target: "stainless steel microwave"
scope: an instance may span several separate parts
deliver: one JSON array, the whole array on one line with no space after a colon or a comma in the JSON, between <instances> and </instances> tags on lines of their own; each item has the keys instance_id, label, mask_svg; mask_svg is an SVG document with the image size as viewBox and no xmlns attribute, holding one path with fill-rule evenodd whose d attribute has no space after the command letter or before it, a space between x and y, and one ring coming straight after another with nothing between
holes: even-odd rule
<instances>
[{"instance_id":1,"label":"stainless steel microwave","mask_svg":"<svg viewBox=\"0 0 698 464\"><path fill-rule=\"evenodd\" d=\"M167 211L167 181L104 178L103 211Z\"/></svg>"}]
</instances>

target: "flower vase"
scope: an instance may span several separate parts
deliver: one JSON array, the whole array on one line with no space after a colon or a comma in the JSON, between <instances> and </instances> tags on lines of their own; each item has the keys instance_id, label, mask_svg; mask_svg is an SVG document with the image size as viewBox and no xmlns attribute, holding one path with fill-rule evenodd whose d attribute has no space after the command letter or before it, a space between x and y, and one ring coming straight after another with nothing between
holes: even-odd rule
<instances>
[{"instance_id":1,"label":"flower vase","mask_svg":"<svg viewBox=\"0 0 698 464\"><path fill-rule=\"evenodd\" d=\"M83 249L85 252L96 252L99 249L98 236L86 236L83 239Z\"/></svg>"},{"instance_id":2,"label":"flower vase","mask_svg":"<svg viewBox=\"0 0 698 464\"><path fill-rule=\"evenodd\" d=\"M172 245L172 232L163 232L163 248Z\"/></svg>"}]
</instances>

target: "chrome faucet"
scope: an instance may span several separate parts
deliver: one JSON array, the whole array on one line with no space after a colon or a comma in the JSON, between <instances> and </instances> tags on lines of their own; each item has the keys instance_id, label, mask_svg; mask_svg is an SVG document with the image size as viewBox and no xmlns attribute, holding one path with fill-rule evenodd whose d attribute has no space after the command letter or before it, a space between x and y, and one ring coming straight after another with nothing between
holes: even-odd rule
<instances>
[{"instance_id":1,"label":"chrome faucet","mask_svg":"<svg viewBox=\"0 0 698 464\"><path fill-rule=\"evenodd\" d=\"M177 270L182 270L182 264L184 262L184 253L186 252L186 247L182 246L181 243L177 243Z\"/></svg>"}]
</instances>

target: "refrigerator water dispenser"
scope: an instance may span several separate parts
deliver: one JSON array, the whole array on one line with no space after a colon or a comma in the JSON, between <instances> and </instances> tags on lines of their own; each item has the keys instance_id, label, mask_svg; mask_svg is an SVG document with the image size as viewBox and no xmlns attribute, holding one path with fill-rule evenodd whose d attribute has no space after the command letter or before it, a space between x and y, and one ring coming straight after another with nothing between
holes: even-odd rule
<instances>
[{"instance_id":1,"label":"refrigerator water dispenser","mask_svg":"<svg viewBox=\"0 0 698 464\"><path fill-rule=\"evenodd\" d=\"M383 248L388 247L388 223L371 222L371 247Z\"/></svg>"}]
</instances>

* * *

Pick out and copy every line of the rows above that contains the word "dispenser". Case counts.

target: "refrigerator water dispenser"
[{"instance_id":1,"label":"refrigerator water dispenser","mask_svg":"<svg viewBox=\"0 0 698 464\"><path fill-rule=\"evenodd\" d=\"M383 248L388 247L388 223L371 222L371 247Z\"/></svg>"}]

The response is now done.